§ **Problem description**
Render the lines below as a Markdown table with the columns Row and Line, one line per row, numbered in order and leaving out blank lines.

§ **Data in this exercise**

——

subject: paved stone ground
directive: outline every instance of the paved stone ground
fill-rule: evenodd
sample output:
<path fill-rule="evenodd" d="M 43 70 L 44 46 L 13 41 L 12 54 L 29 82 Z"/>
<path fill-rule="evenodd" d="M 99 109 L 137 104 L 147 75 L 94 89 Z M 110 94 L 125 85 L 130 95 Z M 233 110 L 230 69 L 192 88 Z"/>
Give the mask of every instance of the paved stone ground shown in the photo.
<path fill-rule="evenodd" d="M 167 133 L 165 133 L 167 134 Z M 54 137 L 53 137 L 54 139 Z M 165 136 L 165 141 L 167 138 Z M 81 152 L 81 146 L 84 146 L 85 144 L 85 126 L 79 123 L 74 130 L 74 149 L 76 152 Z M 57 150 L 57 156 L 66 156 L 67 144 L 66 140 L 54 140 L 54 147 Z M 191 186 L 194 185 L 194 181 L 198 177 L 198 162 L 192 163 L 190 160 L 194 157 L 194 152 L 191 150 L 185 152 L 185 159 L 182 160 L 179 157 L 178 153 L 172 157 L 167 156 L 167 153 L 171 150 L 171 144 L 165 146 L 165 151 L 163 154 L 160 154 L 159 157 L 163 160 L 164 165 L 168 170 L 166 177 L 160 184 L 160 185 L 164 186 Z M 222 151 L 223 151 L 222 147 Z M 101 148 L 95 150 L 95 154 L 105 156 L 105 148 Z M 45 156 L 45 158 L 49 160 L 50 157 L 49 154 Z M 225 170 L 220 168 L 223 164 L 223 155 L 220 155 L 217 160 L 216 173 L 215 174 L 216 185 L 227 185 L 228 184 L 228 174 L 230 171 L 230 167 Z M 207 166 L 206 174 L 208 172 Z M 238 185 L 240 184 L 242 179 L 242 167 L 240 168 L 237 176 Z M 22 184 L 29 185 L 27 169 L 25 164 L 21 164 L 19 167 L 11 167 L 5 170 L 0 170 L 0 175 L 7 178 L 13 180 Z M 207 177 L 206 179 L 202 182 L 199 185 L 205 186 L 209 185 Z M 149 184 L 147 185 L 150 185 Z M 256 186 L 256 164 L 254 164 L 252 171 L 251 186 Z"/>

——

§ **Written answer**
| Row | Line |
|---|---|
| 1 | subject: paved stone ground |
| 2 | directive: outline every instance of the paved stone ground |
| 3 | fill-rule: evenodd |
| 4 | sample output: |
| 5 | <path fill-rule="evenodd" d="M 43 70 L 44 46 L 13 41 L 12 54 L 29 82 Z"/> |
| 6 | <path fill-rule="evenodd" d="M 99 109 L 137 104 L 147 75 L 94 89 Z M 110 94 L 125 85 L 130 95 Z M 233 110 L 230 69 L 192 88 Z"/> |
| 7 | Give the mask of every instance of the paved stone ground shown in the photo. |
| 8 | <path fill-rule="evenodd" d="M 167 133 L 165 133 L 167 134 Z M 54 137 L 53 137 L 54 139 Z M 165 136 L 165 141 L 167 138 Z M 81 152 L 81 146 L 84 146 L 85 144 L 85 126 L 79 123 L 74 130 L 74 149 L 76 152 Z M 57 150 L 57 156 L 66 156 L 67 144 L 66 140 L 54 140 L 54 147 Z M 191 186 L 194 185 L 194 181 L 198 177 L 198 162 L 192 163 L 190 160 L 194 157 L 194 152 L 191 150 L 185 152 L 185 159 L 182 160 L 179 157 L 178 153 L 172 157 L 167 156 L 167 153 L 171 150 L 171 144 L 165 146 L 165 151 L 163 154 L 160 154 L 159 157 L 163 160 L 164 165 L 168 170 L 166 177 L 160 184 L 160 185 L 164 186 Z M 222 151 L 223 151 L 222 147 Z M 101 148 L 95 150 L 95 154 L 105 156 L 105 148 Z M 45 156 L 45 158 L 49 160 L 50 157 L 49 154 Z M 225 170 L 220 168 L 223 164 L 223 155 L 220 155 L 217 160 L 216 173 L 215 174 L 216 185 L 227 185 L 228 184 L 228 174 L 230 171 L 230 167 Z M 207 166 L 206 174 L 208 172 Z M 238 185 L 240 184 L 242 179 L 242 167 L 240 168 L 237 176 Z M 22 184 L 29 185 L 27 169 L 25 164 L 21 164 L 19 167 L 11 167 L 5 170 L 0 170 L 0 175 L 7 178 L 13 180 Z M 207 177 L 206 179 L 202 182 L 199 185 L 205 186 L 209 185 Z M 149 184 L 147 185 L 150 185 Z M 256 186 L 256 164 L 254 164 L 252 171 L 251 186 Z"/> |